I take back what I said about Asian chicks after looking at Es's sig. I'm officially in love...


----------



## JSL (Sep 26, 2006)

hi


----------



## RKO920 (Feb 5, 2006)

Sup? I wish I could wake up without a hangover. Like friday night, I was at some big ass party until like 5 am I'd assume and I woke up in my bed at 1pm feeling like shit and I had no idea how I got there :lmao


----------



## JSL (Sep 26, 2006)

drink water. 1 gallon. and :lmao


----------



## RKO920 (Feb 5, 2006)

Bagels and coffee usually help my case :side:


----------



## JSL (Sep 26, 2006)

donuts > bagels tbh


----------



## RKO920 (Feb 5, 2006)

Some. I can't stand Jelly & Boston Cream.


----------



## JSL (Sep 26, 2006)

some of the jelly's are ok. this man agrees with me... damn I can really go for donuts now, haven't had some in a while.


----------



## RKO920 (Feb 5, 2006)

Lol, Homer Simpson :lmao


----------



## Super Sexy Steele (Aug 16, 2002)

Hey RKO, you happy about the 1st pick in the NHL draft.


----------



## JSL (Sep 26, 2006)

he supports my case, Donuts > bagels. Homer Simpson is a hero to many men.


----------



## TheFreeMan (Oct 12, 2006)

EGame said:


> I take back what I said about Asian chicks after looking at Es's sig. I'm officially in love...


Leah Dizon is fucking gorgeous.

**********

◆ Work to do ◆
Copy out the whole forum thread word for word. Work only from the forum thread.

◆ Data provided ◆
**********

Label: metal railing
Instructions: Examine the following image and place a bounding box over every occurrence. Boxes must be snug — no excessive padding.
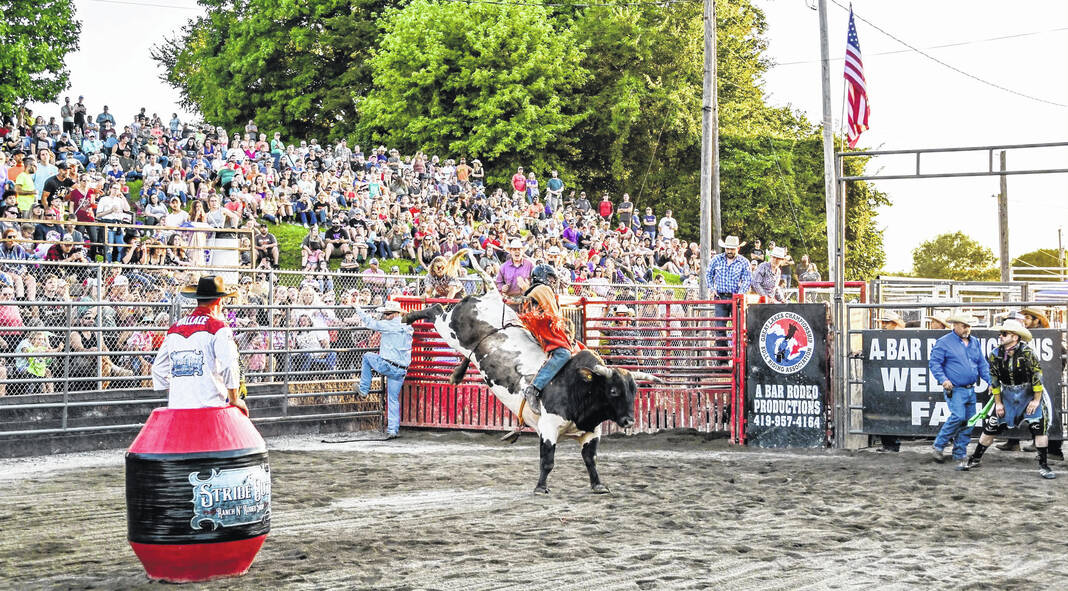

**********

◆ Finished task ◆
I take back what I said about Asian chicks after looking at Es's sig. I'm officially in love...


----------



## JSL (Sep 26, 2006)

hi


----------



## RKO920 (Feb 5, 2006)

Sup? I wish I could wake up without a hangover. Like friday night, I was at some big ass party until like 5 am I'd assume and I woke up in my bed at 1pm feeling like shit and I had no idea how I got there :lmao


----------



## JSL (Sep 26, 2006)

drink water. 1 gallon. and :lmao


----------



## RKO920 (Feb 5, 2006)

Bagels and coffee usually help my case :side:


----------



## JSL (Sep 26, 2006)

donuts > bagels tbh


----------



## RKO920 (Feb 5, 2006)

Some. I can't stand Jelly & Boston Cream.


----------



## JSL (Sep 26, 2006)

some of the jelly's are ok. this man agrees with me... damn I can really go for donuts now, haven't had some in a while.


----------



## RKO920 (Feb 5, 2006)

Lol, Homer Simpson :lmao


----------



## Super Sexy Steele (Aug 16, 2002)

Hey RKO, you happy about the 1st pick in the NHL draft.


----------



## JSL (Sep 26, 2006)

he supports my case, Donuts > bagels. Homer Simpson is a hero to many men.


----------



## TheFreeMan (Oct 12, 2006)

EGame said:


> I take back what I said about Asian chicks after looking at Es's sig. I'm officially in love...


Leah Dizon is fucking gorgeous.